- [DO THIS]:
Reproduce the lines below with every "instance" swapped for "occurrence" and everything else unchanged, omitting the pictures from your output.

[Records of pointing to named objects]
——————

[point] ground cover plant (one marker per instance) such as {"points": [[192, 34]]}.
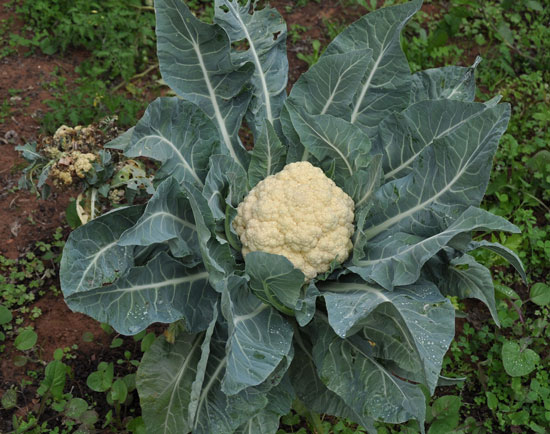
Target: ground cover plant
{"points": [[413, 153]]}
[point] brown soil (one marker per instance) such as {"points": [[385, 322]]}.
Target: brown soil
{"points": [[23, 81], [26, 219]]}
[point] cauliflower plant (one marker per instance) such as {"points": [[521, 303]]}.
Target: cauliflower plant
{"points": [[298, 213]]}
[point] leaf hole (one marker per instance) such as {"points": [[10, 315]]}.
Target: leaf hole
{"points": [[242, 45]]}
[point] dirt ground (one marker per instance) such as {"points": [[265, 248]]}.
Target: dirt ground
{"points": [[26, 219]]}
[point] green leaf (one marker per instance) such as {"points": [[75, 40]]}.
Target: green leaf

——————

- [OUTPUT]:
[point] ground cover plant (one marker per occurrence) such as {"points": [[192, 34]]}.
Target: ground cover plant
{"points": [[413, 153]]}
[point] brown soil (one marker per occurrence) such as {"points": [[385, 322]]}.
Target: brown soil
{"points": [[23, 81], [26, 219]]}
[point] cauliflower plant (one marker per occurrence) such as {"points": [[521, 303]]}.
Target: cauliflower plant
{"points": [[298, 213]]}
[point] leaf hole (one marker per occurrence) such as {"points": [[10, 315]]}.
Target: leaf hole
{"points": [[242, 45]]}
[point] dirt ground (one marker per occurrence) such as {"points": [[265, 248]]}.
Target: dirt ground
{"points": [[26, 219]]}
[point] green leaf (one marker per occurrence) such as {"points": [[75, 40]]}.
Target: green leaf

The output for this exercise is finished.